§ INSTRUCTIONS TO FOLLOW: Each line below should be reproduced without any alteration.

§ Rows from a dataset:
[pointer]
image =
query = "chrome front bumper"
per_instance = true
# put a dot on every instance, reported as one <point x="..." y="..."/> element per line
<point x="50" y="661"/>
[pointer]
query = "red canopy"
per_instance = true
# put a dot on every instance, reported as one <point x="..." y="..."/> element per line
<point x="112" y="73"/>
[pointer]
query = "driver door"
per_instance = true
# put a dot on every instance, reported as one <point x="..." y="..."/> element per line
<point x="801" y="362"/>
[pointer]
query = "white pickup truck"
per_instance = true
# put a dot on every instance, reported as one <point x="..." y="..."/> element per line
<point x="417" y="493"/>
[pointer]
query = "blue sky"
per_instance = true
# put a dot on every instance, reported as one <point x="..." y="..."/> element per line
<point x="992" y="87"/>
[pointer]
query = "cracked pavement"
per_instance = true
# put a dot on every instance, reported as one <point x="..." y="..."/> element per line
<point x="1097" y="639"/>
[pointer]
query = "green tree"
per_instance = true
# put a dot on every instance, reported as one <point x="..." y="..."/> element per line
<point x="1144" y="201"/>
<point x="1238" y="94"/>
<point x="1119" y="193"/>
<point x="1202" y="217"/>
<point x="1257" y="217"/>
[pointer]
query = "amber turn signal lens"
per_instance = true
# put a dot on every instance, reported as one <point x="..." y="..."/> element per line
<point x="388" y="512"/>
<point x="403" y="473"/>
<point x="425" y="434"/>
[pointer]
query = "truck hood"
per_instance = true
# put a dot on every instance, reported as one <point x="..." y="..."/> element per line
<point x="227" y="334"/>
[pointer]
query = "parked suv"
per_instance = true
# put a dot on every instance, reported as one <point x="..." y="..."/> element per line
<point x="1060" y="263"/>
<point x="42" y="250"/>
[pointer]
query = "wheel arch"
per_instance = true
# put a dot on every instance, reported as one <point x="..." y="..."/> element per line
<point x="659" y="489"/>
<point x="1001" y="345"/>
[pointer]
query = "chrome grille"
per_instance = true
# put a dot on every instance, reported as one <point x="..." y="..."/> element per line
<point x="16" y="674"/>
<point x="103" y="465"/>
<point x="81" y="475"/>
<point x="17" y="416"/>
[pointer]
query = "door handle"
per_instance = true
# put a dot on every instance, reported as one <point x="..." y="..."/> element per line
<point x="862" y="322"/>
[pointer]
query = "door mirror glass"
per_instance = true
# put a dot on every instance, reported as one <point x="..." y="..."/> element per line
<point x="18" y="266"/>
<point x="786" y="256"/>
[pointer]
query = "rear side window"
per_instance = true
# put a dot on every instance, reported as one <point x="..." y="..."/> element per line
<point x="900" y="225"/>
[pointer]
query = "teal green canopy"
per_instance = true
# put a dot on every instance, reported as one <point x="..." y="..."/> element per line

§ EXERCISE OUTPUT:
[pointer]
image =
query = "chrome front bumper"
per_instance = true
# put a dot on every instance, reported as one <point x="..." y="..."/> element per line
<point x="50" y="661"/>
[pointer]
query = "red canopy"
per_instance = true
# put a dot on every instance, reported as one <point x="..." y="..."/> element per line
<point x="112" y="73"/>
[pointer]
query = "driver door"
per_instance = true
# put a dot on every instance, reported as one <point x="..." y="..."/> element per line
<point x="801" y="362"/>
[pointer]
query = "white pickup truck"
per_instance = true
# put a dot on every instance, reported as one <point x="..." y="..."/> element per line
<point x="417" y="493"/>
[pointer]
query = "blue sky"
per_instance = true
# put a dot on every instance, reported as one <point x="..." y="..."/> element per line
<point x="992" y="87"/>
[pointer]
query = "cracked pavement"
per_instance = true
# put a dot on every instance, reported as one <point x="..." y="..."/> element per line
<point x="1097" y="639"/>
[pointer]
query = "green tree"
per_instance = true
# put a dot on every instance, reported as one <point x="..." y="..."/> element per line
<point x="1144" y="201"/>
<point x="1238" y="94"/>
<point x="1119" y="193"/>
<point x="1202" y="217"/>
<point x="1257" y="217"/>
[pointer]
query = "amber turn signal lens"
per_instance = true
# put a dot on every instance, reported as one <point x="..." y="..."/> element per line
<point x="388" y="512"/>
<point x="403" y="473"/>
<point x="425" y="434"/>
[pointer]
query = "truck hood"
per_instance = true
# put a dot on every instance, reported as one <point x="..." y="..."/> element per line
<point x="227" y="334"/>
[pointer]
query = "parked suv"
per_instance = true
# put a dot on every instance, reported as one <point x="..." y="..."/> element per line
<point x="1060" y="263"/>
<point x="42" y="250"/>
[pointer]
query = "wheel arch"
per_instance = true
# put a dot on every instance, reported as one <point x="..." y="..."/> element per line
<point x="659" y="489"/>
<point x="1001" y="345"/>
[pointer]
query = "chrome grille"
per_instance = true
# put a dot on every instance, reported as one <point x="..." y="..."/> element per line
<point x="16" y="674"/>
<point x="103" y="465"/>
<point x="81" y="475"/>
<point x="17" y="416"/>
[pointer]
query = "door handle"
per_instance = true
# put a dot on every instance, reported as one <point x="..." y="..."/> element per line
<point x="862" y="322"/>
[pointer]
query = "door mirror glass"
per_instance = true
# put a dot on every instance, reported as one <point x="..." y="..."/> element per line
<point x="18" y="266"/>
<point x="786" y="256"/>
[pointer]
query = "rear side window"
per_instance = true
# put a dot on every instance, reported as one <point x="..." y="..."/> element per line
<point x="900" y="225"/>
[pointer]
query = "teal green canopy"
per_instance = true
# put a dot on every instance, reported as one <point x="..." y="..."/> element per line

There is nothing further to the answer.